• **Stored dataset items**

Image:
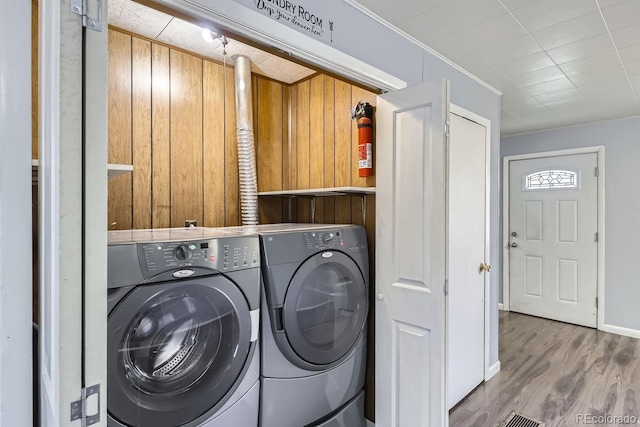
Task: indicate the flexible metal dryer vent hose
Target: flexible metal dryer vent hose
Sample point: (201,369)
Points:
(246,147)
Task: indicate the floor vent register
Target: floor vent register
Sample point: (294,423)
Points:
(517,420)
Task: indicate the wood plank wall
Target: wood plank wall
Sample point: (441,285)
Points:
(170,118)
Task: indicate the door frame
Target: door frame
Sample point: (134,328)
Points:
(489,371)
(599,150)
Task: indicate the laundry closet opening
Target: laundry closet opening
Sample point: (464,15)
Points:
(172,122)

• **WRITTEN TASK**
Reproduce everything from the line containing "Task: indicate the wood plank wall" down to the end of the records, changing "door frame" to "doorway trim" and leaving the rest untouched.

• **REPLY TO THE TASK**
Task: indicate the wood plank wall
Target: wood plank wall
Sample point: (441,285)
Points:
(170,118)
Task: indicate the doorway trim
Target: doorway trim
Sample point: (134,328)
Points:
(489,371)
(599,150)
Task: indicate the laundry closet opening
Target: laundry closet opening
Sample point: (464,15)
Points:
(172,122)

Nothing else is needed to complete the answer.